### Description of the task
Count how many lines of the data below contain the string "leaf" with case taken into account, and reply with only that number.

** START OF Listing **

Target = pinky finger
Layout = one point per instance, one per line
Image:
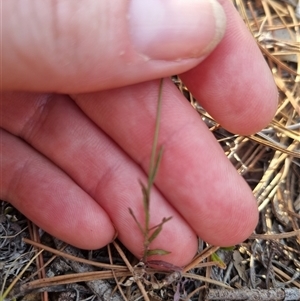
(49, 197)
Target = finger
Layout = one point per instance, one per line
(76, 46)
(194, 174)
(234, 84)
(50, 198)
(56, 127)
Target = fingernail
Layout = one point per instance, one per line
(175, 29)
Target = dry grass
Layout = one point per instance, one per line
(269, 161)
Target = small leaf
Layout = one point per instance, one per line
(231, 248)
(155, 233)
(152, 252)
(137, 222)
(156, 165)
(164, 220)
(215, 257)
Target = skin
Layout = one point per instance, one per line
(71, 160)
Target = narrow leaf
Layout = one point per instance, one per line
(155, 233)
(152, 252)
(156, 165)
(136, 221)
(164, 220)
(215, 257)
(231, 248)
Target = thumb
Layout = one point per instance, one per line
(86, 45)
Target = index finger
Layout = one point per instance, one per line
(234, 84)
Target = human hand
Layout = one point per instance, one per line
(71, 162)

** END OF Listing **
** START OF Listing **

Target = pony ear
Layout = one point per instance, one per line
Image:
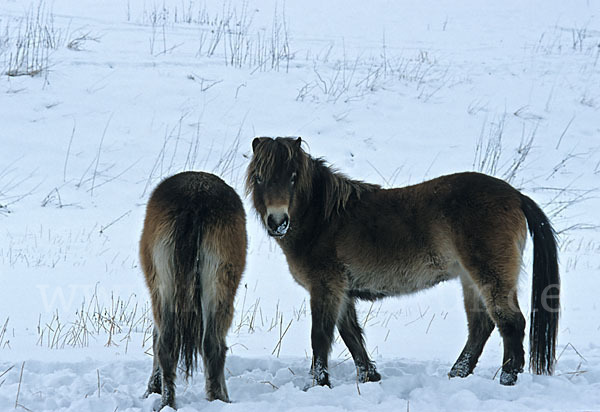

** END OF Listing **

### Output
2